» TASK OBJECTIVE: Report the number of lines in the data below where the string "stripe" shows up, and only that number.
#####
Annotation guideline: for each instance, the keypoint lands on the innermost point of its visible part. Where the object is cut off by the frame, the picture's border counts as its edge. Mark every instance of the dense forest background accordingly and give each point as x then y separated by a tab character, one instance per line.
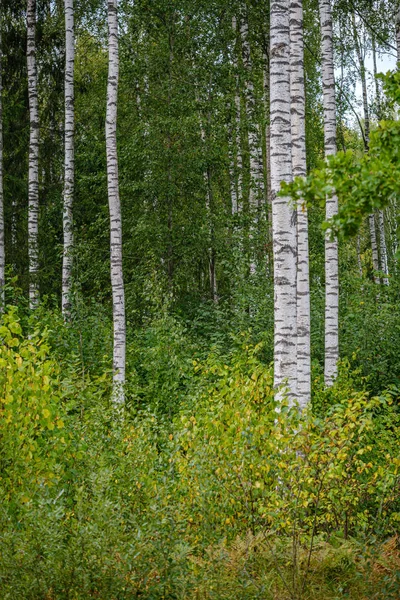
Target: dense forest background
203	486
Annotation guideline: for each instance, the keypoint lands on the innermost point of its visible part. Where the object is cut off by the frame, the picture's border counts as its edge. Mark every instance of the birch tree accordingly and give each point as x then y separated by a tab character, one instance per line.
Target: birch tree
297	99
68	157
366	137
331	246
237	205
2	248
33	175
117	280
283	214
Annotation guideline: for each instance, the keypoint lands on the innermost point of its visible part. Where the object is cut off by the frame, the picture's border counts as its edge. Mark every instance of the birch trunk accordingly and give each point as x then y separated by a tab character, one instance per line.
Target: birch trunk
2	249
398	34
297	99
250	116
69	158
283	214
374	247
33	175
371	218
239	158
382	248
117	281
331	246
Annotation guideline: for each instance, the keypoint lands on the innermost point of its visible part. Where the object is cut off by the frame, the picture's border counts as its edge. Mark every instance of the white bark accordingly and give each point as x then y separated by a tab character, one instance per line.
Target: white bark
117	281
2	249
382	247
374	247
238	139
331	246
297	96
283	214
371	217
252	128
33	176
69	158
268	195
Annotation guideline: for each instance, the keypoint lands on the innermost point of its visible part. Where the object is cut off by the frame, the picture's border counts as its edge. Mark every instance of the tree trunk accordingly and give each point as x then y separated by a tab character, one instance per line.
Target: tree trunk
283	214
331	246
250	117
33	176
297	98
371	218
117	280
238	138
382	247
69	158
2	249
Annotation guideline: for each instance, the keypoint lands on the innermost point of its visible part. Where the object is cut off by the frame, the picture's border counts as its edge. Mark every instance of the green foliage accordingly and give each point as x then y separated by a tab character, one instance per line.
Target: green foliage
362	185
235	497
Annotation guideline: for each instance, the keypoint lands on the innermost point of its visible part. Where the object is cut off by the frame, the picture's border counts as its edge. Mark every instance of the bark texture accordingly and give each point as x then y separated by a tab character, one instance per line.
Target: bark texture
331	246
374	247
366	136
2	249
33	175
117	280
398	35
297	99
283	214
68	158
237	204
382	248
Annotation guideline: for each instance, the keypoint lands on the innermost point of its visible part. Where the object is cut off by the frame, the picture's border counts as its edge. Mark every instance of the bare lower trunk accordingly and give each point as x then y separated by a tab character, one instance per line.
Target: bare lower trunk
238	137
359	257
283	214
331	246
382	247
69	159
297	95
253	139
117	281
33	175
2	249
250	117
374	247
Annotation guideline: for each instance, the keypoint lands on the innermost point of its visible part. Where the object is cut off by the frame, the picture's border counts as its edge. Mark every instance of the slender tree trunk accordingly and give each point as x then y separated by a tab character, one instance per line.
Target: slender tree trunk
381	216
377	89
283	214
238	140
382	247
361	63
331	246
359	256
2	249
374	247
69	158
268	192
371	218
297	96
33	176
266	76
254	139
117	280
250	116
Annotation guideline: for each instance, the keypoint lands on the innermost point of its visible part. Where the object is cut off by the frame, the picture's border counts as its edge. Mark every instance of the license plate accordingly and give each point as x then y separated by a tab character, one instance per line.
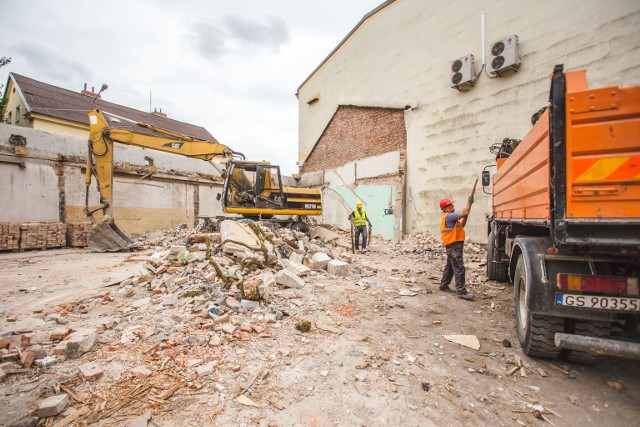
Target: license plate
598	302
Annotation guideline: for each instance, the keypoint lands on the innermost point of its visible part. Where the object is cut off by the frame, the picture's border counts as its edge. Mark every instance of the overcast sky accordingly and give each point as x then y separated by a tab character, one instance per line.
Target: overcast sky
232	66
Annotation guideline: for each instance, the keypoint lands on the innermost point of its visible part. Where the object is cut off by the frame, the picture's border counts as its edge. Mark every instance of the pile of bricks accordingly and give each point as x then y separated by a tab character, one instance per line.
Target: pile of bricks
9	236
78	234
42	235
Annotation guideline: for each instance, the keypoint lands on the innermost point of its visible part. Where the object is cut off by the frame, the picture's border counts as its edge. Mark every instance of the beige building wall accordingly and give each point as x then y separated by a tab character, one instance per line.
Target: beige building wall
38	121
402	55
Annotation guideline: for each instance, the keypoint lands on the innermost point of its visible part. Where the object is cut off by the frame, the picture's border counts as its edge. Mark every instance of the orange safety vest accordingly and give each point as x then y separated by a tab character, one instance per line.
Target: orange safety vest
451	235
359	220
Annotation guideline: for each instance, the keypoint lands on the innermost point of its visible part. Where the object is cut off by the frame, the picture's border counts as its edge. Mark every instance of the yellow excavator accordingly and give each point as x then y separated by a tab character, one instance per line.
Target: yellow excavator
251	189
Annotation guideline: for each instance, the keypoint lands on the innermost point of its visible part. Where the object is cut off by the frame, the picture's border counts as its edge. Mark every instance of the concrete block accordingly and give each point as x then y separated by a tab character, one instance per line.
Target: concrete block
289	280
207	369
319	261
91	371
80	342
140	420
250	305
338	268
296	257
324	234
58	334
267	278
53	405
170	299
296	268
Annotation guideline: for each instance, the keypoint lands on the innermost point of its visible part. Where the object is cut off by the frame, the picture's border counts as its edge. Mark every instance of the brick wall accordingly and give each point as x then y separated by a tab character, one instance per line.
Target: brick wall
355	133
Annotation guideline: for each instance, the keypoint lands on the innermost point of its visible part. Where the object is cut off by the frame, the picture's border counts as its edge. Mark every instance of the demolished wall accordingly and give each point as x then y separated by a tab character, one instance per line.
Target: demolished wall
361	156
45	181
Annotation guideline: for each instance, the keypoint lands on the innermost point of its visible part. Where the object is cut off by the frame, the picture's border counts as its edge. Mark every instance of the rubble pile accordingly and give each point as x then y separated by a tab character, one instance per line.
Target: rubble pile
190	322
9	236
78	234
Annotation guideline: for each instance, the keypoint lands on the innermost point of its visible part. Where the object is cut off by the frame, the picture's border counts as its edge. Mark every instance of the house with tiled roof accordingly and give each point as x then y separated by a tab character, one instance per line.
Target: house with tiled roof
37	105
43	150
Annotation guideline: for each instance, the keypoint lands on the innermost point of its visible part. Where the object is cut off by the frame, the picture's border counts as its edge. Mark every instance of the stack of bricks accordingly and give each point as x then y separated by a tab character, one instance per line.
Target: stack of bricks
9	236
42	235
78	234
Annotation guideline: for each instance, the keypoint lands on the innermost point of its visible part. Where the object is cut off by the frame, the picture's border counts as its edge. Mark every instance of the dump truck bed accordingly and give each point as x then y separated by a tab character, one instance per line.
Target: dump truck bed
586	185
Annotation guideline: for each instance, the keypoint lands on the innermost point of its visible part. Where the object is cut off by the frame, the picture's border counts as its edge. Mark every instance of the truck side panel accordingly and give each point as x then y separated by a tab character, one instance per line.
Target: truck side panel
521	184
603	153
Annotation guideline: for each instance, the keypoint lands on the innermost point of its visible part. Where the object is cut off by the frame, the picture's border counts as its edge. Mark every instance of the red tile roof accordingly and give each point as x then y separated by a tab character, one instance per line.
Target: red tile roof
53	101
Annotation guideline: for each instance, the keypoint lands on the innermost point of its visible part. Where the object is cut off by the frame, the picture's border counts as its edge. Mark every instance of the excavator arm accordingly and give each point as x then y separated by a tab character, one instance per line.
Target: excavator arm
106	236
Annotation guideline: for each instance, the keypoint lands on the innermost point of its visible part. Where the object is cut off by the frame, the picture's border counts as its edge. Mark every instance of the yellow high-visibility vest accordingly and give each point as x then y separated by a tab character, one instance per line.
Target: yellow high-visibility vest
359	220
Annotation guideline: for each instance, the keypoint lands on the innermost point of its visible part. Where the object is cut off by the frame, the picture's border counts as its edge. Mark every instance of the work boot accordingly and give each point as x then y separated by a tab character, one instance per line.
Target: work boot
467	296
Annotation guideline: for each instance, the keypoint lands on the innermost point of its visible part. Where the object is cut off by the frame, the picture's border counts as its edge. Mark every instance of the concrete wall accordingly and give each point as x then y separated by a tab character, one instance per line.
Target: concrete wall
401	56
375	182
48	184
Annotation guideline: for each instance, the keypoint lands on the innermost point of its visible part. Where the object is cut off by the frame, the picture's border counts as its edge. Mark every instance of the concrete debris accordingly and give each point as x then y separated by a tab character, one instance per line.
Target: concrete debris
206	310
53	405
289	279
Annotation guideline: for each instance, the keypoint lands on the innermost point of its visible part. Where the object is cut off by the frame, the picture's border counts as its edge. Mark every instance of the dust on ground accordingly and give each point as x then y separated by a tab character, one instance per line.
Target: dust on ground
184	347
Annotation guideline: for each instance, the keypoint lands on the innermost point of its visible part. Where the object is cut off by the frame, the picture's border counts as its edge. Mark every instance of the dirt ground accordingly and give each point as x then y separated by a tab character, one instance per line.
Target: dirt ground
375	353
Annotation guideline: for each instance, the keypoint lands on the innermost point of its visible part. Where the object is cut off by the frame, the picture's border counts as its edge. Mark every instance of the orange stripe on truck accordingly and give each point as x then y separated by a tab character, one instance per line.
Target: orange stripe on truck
#####
» OUTPUT FOR THIS EXERCISE: 2